_Text segment_.

───

The game was especially important to the team and coaches, as the cancer awareness event honored their beloved JV coach Pete Ricci, who passed away from cancer earlier in the season. The team had hosted several breast cancer awareness events before, but this game was different: instead of a traditional pink-out, team members and coaches used purple to represent all cancers and make the event more personal. 

Ricci had taught at the district for 23 years and knew many of his players since elementary school. One such player is Annie Nikolic, who is now a senior and varsity team captain. She and many of her friends had gotten to know Ricci well over the years and appreciated the opportunity to honor him.

“This night means a lot for us because (Ricci) was not just our coach but also our best friend. He was always there for us, so this game seriously means the world to us,” Nikolic said.

The team spirit and support from friends and families reflected the school’s tightly knit community. Nikolic appreciated friends’ consolations when Ricci passed and emphasized the value of the support.

“It’s just so great that we live in this community, (and) it’s the best thing ever that we have each other,” Nikolic said.

Varsity coach AJ Thompson explained that in addition to honoring and remembering Ricci, the game showed support to anyone who needs it in battling cancer.

───

_Exercise set_.
#1 Answer these questions about the article on the cancer awareness game, each one line:
(a) How many years had Ricci taught at the district?
(b) What color did the team and coaches use instead of pink, and what did it represent?
(c) What role does Annie Nikolic hold on the team?
#2 Translate this sentence from the article on the cancer awareness game into Spanish: "Ricci had taught at the district for 23 years and knew many of his players since elementary school."
#3 Please carry on the article about the game honoring Ricci, picking up after its last sentence.

_Data listing_.

───

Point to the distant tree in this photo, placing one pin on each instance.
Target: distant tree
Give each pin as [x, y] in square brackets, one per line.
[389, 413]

───

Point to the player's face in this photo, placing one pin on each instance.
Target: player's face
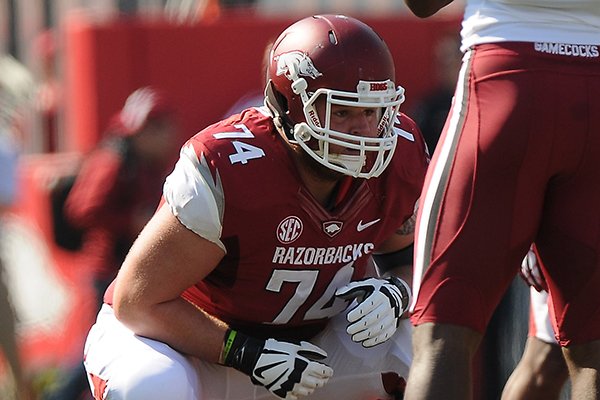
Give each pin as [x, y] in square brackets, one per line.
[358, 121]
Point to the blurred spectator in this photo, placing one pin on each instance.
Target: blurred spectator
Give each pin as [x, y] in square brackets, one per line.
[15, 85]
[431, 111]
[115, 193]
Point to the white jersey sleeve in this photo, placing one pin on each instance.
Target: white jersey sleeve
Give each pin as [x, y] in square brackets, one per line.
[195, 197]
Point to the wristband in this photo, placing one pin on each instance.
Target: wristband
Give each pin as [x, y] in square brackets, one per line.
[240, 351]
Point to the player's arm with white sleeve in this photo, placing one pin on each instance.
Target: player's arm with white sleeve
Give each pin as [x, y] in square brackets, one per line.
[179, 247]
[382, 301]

───

_Results_.
#1
(a) 23 years.
(b) Purple, to represent all cancers.
(c) She is the varsity team captain.

#2 Ricci había enseñado en el distrito durante 23 años y conocía a muchos de sus jugadores desde la escuela primaria.

#3
“We don’t want to make anybody feel uncomfortable; we don’t make anybody sad. We just want to honor those that are currently battling it and celebrate those who have lost their battle with cancer and make sure that everybody knows that if you’re going through it right now or you have somebody that you love going through it now, that you know we’re thinking of them and we’re here for them and we’re fighting with them,” Thompson said.

The event’s spirit was apparent despite the team’s loss to Ridley. After a short speech to inform the crowd of the event’s purpose, many people held up signs with names of loved ones that they supported through their battle with cancer.

Though breast cancer awareness games are common among sporting events, the girls’ basketball team, having experienced the loss of its former coach, has a newer outlook on future games. Though there are limits to the kinds of themes events can have, the coaches are considering broadening the types of cancers their teams are spreading awareness for.

“We’ve always done it, and (it) just felt like, at times, it was just something that we do to honor people, and we didn’t necessarily have a personal grasp on it. Now it’s obviously a lot more personal, and the girls (have) really battled throughout the year, and we are there for each other,” Thompson said.